§ Material provided

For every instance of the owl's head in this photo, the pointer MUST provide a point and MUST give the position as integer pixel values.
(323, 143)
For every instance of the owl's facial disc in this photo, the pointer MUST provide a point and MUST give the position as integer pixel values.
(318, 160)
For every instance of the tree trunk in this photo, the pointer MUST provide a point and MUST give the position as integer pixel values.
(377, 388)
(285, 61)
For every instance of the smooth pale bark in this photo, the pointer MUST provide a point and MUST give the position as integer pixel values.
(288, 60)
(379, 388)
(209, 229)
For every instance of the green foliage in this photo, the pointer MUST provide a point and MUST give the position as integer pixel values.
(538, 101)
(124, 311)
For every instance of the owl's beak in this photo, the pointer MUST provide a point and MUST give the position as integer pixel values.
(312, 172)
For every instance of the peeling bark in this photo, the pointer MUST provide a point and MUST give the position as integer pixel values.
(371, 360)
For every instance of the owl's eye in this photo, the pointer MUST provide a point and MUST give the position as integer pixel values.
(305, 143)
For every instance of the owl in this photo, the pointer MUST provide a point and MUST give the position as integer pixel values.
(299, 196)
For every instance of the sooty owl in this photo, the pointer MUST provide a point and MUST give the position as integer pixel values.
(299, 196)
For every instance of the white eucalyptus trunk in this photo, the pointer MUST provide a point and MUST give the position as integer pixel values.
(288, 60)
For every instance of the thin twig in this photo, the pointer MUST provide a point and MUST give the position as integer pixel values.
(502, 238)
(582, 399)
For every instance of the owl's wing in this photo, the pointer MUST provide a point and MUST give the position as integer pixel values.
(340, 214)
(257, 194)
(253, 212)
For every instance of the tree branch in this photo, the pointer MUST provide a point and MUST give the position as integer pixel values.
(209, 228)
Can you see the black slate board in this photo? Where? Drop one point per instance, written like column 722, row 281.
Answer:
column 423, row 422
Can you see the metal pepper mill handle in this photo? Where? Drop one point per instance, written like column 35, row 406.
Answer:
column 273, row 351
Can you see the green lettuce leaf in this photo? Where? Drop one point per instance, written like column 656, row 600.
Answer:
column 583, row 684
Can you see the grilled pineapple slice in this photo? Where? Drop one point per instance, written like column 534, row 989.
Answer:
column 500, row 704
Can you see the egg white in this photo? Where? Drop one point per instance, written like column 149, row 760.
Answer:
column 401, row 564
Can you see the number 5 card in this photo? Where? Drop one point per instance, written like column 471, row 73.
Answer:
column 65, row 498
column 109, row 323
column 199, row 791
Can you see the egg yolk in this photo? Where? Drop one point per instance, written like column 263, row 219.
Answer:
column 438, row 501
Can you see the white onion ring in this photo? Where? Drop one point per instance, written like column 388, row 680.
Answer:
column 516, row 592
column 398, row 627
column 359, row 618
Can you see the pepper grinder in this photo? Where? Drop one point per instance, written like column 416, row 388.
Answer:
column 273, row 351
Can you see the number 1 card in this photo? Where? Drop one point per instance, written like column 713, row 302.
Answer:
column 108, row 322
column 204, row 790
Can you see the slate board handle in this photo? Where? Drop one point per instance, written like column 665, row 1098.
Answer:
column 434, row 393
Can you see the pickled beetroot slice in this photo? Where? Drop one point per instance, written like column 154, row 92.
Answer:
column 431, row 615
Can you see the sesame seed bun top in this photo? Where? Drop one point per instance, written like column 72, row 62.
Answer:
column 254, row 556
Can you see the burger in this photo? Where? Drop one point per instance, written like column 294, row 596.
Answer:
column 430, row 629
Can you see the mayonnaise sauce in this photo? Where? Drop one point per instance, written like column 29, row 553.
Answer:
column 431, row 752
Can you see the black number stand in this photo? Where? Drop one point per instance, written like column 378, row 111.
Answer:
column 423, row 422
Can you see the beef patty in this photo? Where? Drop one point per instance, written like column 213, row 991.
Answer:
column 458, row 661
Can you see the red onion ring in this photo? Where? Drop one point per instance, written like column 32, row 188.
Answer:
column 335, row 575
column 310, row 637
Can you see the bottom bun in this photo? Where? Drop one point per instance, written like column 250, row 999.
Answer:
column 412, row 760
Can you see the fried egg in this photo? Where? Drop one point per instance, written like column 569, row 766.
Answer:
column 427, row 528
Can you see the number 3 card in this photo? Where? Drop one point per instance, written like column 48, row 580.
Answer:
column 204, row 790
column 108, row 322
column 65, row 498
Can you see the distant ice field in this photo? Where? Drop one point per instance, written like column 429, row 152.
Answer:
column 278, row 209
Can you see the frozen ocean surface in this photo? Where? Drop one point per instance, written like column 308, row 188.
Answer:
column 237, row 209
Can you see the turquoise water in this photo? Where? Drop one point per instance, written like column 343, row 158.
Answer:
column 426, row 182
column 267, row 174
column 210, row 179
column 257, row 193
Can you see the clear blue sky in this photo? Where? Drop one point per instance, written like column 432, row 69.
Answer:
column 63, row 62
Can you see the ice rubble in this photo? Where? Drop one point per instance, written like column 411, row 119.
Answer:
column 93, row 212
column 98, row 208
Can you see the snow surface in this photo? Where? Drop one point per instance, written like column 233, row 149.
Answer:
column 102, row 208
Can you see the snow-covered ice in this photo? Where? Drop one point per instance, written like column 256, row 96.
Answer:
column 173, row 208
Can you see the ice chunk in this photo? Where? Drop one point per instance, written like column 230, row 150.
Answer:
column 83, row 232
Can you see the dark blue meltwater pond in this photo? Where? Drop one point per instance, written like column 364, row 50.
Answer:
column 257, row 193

§ Work instruction
Please transcribe all of the records, keeping every line exactly as it is.

§ Reply to the task
For every instance of the owl's head in this photo, the pointer MUST provide a point and MUST give the position as integer pixel values.
(323, 143)
For every instance of the owl's facial disc in this photo, the pointer MUST provide a point and MUST give the position as integer pixel values.
(318, 160)
For every instance of the tree trunk in this photo, the pointer MUST provide a point and MUST give the position as integer pixel values.
(377, 388)
(285, 61)
For every instance of the smooth pale bark in this photo, the pointer MUST provide a point and MUST give the position as integer pixel values.
(288, 60)
(379, 388)
(209, 229)
For every instance of the green foliage in this photo, the pointer MUST provide a point and MUST give the position as integer pixel values.
(538, 101)
(124, 311)
For every instance of the owl's beak in this photo, the pointer MUST provide a point and MUST give the position as integer pixel values.
(312, 172)
For every instance of the peeling bark in this photo, the pointer MUST provide a point and MUST give the position as integer pixel values.
(371, 360)
For every instance of the owl's eye in this photo, the pointer MUST provide a point and MUST give the position as integer pixel values.
(305, 143)
For every instance of the owl in this photo, the pointer MUST provide a point and MUST give the position as integer pixel values.
(299, 196)
For every instance of the sooty owl in this photo, the pointer MUST provide a point and MUST give the position as integer pixel values.
(299, 196)
For every instance of the white eucalyptus trunk in this photo, the pointer MUST provide a point and MUST give the position as integer pixel values.
(288, 60)
For every instance of the thin twig in this photo, the pointer MUST provide a point and MUST give the position as integer pixel values.
(502, 238)
(582, 399)
For every instance of the owl's wing in this photo, the pointer MUST provide a point and MUST give the position as integer pixel values.
(340, 214)
(257, 194)
(253, 212)
For every instance of the tree branch in this photo, the pointer MUST provide a point and MUST give the position as integer pixel values.
(209, 228)
Can you see the black slate board in this photo? Where? Drop one point per instance, written like column 722, row 281.
Answer:
column 423, row 422
Can you see the metal pepper mill handle in this photo? Where? Drop one point per instance, written like column 35, row 406.
Answer:
column 273, row 351
Can you see the green lettuce leaf in this photo? Where? Drop one point per instance, written like column 656, row 600.
Answer:
column 583, row 684
Can you see the grilled pineapple slice in this photo? Where? Drop one point per instance, written like column 534, row 989.
Answer:
column 500, row 704
Can you see the egg white in this photo? Where? Drop one point per instance, written like column 149, row 760.
Answer:
column 401, row 564
Can you see the number 5 card in this photo? Where? Drop one point per instance, written like column 471, row 73.
Answer:
column 65, row 498
column 109, row 323
column 199, row 791
Can you see the egg yolk in this photo? Where? Drop one point per instance, written like column 263, row 219.
Answer:
column 438, row 501
Can you see the white onion ring in this photo? Where? Drop one point per instance, written like column 388, row 680.
Answer:
column 516, row 592
column 398, row 627
column 359, row 618
Can you see the pepper grinder in this photo? Where? Drop one point per instance, written like column 416, row 388.
Answer:
column 273, row 351
Can you see the number 1 card in this photo? Where? Drop one point per instance, written like column 713, row 302.
Answer:
column 108, row 322
column 204, row 790
Can you see the slate board handle in this photo? Where? Drop one point per instance, written like column 665, row 1098.
Answer:
column 434, row 393
Can you see the pickled beetroot slice in this photo? Where? Drop one point per instance, written like column 154, row 92.
Answer:
column 431, row 615
Can you see the sesame seed bun top in this photo? Where? Drop one point per instance, written like column 72, row 62.
Answer:
column 254, row 556
Can you see the burger in this photo? Where? Drop one point per instance, written like column 294, row 596.
Answer:
column 430, row 629
Can you see the mayonnaise sauce in this photo? Where? Drop one point per instance, written like column 29, row 553.
Answer:
column 431, row 752
Can you see the black number stand in this photo? Where? Drop one point per instance, written like column 378, row 111.
Answer:
column 423, row 422
Can you see the beef patty in this photo? Where? Drop one point per instance, written like column 213, row 991.
Answer:
column 458, row 661
Can you see the red onion ring in this photo? Where? Drop one point per instance, written like column 32, row 188.
Answer:
column 335, row 575
column 310, row 637
Can you see the bottom bun in this photo? Where? Drop one point per instance, written like column 250, row 999.
Answer:
column 412, row 760
Can you see the fried egg in this photo? Where? Drop one point per instance, written like column 569, row 766.
Answer:
column 427, row 528
Can you see the number 3 card in this photo? Where? Drop one point per instance, written like column 48, row 580.
Answer:
column 204, row 790
column 108, row 322
column 65, row 498
Can you see the distant ice field in this photo? Where? Drop one point per instance, written like column 429, row 152.
Answer:
column 278, row 209
Can you see the frozen ocean surface in this photo? Where? Drop one point per instance, written like column 308, row 188.
Answer:
column 237, row 209
Can you see the turquoise water in this photo? Where? Drop one point per instance, written like column 343, row 158.
Answer:
column 426, row 182
column 267, row 174
column 210, row 179
column 257, row 193
Can you see the clear blue sky in this photo? Where? Drop one point per instance, written like column 432, row 69.
Answer:
column 63, row 62
Can you see the ice rubble in this photo? Where? Drop one point per instance, written like column 411, row 119.
Answer:
column 93, row 212
column 98, row 208
Can you see the snow surface in this photo? Where? Drop one point per instance, written like column 233, row 149.
Answer:
column 102, row 208
Can you see the snow-covered ice in this photo? Where? Drop one point per instance, written like column 256, row 96.
Answer:
column 173, row 208
Can you see the ice chunk in this photo? Where? Drop one point per instance, written like column 230, row 150.
Answer:
column 83, row 232
Can you see the dark blue meltwater pond in this photo? Where? Drop one point per instance, written like column 364, row 50.
Answer:
column 257, row 193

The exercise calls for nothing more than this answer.